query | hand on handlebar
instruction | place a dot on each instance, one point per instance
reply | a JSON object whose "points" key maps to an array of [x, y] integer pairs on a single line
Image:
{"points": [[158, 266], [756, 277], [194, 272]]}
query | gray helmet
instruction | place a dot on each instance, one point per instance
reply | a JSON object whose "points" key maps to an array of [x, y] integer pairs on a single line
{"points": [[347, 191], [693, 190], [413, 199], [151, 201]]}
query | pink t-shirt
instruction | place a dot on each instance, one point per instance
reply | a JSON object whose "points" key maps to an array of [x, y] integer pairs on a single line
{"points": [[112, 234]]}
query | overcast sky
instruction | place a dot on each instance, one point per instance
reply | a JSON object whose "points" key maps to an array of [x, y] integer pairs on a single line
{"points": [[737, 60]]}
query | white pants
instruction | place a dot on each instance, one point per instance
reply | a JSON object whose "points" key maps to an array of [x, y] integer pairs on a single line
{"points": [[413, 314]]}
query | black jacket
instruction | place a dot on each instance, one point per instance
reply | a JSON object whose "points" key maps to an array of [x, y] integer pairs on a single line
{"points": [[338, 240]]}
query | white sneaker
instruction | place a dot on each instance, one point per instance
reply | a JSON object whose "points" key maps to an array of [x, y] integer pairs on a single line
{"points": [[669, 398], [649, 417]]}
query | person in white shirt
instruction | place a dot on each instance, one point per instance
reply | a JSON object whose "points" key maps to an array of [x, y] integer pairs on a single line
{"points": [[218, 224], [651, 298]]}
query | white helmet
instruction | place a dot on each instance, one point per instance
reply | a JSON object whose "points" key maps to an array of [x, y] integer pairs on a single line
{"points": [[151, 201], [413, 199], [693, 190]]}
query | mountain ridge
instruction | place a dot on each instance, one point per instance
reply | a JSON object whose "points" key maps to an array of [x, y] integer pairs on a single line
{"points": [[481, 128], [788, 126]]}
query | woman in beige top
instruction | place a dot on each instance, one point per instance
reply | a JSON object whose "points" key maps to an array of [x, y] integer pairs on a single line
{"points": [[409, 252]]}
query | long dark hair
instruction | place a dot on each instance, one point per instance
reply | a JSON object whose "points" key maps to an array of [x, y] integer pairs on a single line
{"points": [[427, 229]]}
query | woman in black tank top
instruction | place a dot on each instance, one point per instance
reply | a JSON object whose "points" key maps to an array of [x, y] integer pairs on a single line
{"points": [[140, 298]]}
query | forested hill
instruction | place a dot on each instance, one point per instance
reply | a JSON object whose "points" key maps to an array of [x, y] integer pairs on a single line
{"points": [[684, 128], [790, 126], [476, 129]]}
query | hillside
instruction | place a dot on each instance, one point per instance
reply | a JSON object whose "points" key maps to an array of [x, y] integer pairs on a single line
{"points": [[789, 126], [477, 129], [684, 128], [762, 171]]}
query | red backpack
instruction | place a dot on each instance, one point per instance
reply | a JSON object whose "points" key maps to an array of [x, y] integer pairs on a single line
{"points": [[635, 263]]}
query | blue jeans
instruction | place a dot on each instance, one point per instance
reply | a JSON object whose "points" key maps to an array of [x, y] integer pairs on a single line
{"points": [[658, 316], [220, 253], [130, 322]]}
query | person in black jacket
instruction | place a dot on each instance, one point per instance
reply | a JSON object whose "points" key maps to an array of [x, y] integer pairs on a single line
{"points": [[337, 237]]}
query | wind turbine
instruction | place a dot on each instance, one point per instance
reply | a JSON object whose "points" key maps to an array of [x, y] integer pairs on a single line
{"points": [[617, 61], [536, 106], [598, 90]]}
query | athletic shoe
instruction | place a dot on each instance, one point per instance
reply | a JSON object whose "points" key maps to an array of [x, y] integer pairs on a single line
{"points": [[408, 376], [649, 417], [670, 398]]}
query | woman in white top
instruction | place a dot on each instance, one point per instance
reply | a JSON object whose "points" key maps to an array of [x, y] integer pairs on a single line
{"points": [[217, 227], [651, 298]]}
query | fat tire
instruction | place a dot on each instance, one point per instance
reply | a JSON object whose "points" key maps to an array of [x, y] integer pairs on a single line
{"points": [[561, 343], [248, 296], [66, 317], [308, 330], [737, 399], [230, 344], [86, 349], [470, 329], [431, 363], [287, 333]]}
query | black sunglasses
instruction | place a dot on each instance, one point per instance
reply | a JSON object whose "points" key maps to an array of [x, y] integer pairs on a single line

■ EXERCISE: Please rewrite all of the material above with every "place a dot" swapped for "put a mark", leaving everything else unchanged.

■ RESULT BELOW:
query | hand on handlebar
instruction | put a mark on each instance, one point per instance
reply | a JSON object whose "points" key maps to an array of [x, y] integer pairs on a single line
Image:
{"points": [[158, 266], [756, 277], [194, 272]]}
query | gray helmet
instruction | put a mark on each instance, one point per instance
reply | a JSON object whose "points" key maps to an array of [x, y] integer pairs on a single line
{"points": [[347, 191], [693, 190], [413, 199], [151, 201]]}
query | pink t-shirt
instruction | put a mark on each instance, one point per instance
reply | a JSON object whose "points" key maps to an array of [x, y] integer pairs on a single line
{"points": [[112, 234]]}
query | overcast sky
instruction | put a mark on each instance, one point per instance
reply | a JSON object whose "points" key maps to an array of [x, y] integer pairs on a single line
{"points": [[737, 60]]}
query | white pants
instruction | put a mark on each instance, one point per instance
reply | a JSON object whose "points" key maps to an array of [x, y] integer pairs on a single line
{"points": [[413, 314]]}
query | black jacket
instruction | put a mark on each instance, one point per instance
reply | a JSON object whose "points" key maps to an array of [x, y] integer pairs on a single line
{"points": [[338, 240]]}
query | white sneaker
instruction | put a mark on each instance, one point per instance
reply | a JSON object whose "points" key maps to an array of [x, y] integer pairs on a single line
{"points": [[669, 398], [649, 417]]}
query | person in white shirt
instruction | put a mark on each instance, one point per instance
reply | a JSON object whose "points" key maps to an array of [x, y] integer pairs on a single line
{"points": [[218, 224], [651, 298]]}
query | white helmet
instruction | put a mark on each instance, one point per instance
reply | a JSON object whose "points" key maps to an array of [x, y] integer pairs on a single line
{"points": [[151, 201], [413, 199], [693, 190]]}
query | mountain ridge
instruction | put a mark on each instance, one point per instance
reply | a JSON object whose "points" key maps to an array of [x, y] integer pairs on a single line
{"points": [[481, 128], [788, 126]]}
query | woman in beige top
instruction | put a mark on each instance, one point per instance
reply | a JSON object whose "points" key maps to an array of [x, y] integer pairs on a single line
{"points": [[409, 252]]}
query | long dark hair
instruction | put a mark on each instance, one point per instance
reply | a JSON object whose "points" key maps to an array of [x, y] integer pairs on a single line
{"points": [[427, 229]]}
query | woman in black tank top
instruction | put a mark on each instance, one point per instance
reply | a JSON object whose "points" key maps to an array of [x, y] integer pairs on a single line
{"points": [[140, 298]]}
query | forested hill
instruction | put a mark on each instance, one point per instance
reply | a JSON object whose "points" key maps to an array of [x, y] integer pairs on a single line
{"points": [[684, 128], [790, 126], [476, 129]]}
query | hillside
instruction | put a mark on each instance, one point per instance
reply | a JSON object whose "points" key maps to an array of [x, y] integer pairs on a single line
{"points": [[789, 126], [477, 129], [684, 128], [762, 171]]}
query | red backpack
instruction | put a mark on each instance, one point per instance
reply | a JSON object whose "points" key maps to an array of [x, y] integer pairs on a single line
{"points": [[635, 263]]}
query | blue jeans
instruction | put a mark on each instance, one point per instance
reply | a JSON object whose "points" key maps to an array of [x, y] integer pairs on a single line
{"points": [[658, 316], [220, 253], [130, 322]]}
query | person in black jacket
instruction | put a mark on each instance, one point per instance
reply | a JSON object whose "points" key maps to an array of [x, y] integer pairs on a single line
{"points": [[337, 237]]}
query | wind turbine
instruction | put a mark on each instance, one point per instance
reply | a JSON object whose "points" key maps to an array of [x, y] integer pairs on a single line
{"points": [[617, 61], [536, 106], [598, 90]]}
query | athletic shoe
instruction | put a mark on each instance, one point per instance
reply | a JSON object whose "points" key maps to an array of [x, y] integer pairs on a single line
{"points": [[408, 376], [649, 417], [670, 398]]}
query | woman in white top
instruction | put a mark on each instance, one point per instance
reply | a JSON object whose "points" key maps to an array of [x, y] integer pairs on a single line
{"points": [[217, 227], [651, 298]]}
query | fat tire
instruction | put a mark on each instance, one point per instance
reply | a JSON object whose "points" key maps to an array of [x, y] integer pairs on a single line
{"points": [[561, 343], [248, 296], [66, 317], [308, 330], [737, 399], [230, 344], [86, 349], [470, 329], [431, 363], [287, 333]]}
query | black sunglasses
instruction | put a mark on each instance, one point per instance
reply | a JSON object whose "points" key maps to an array of [x, y] integer pairs on a single line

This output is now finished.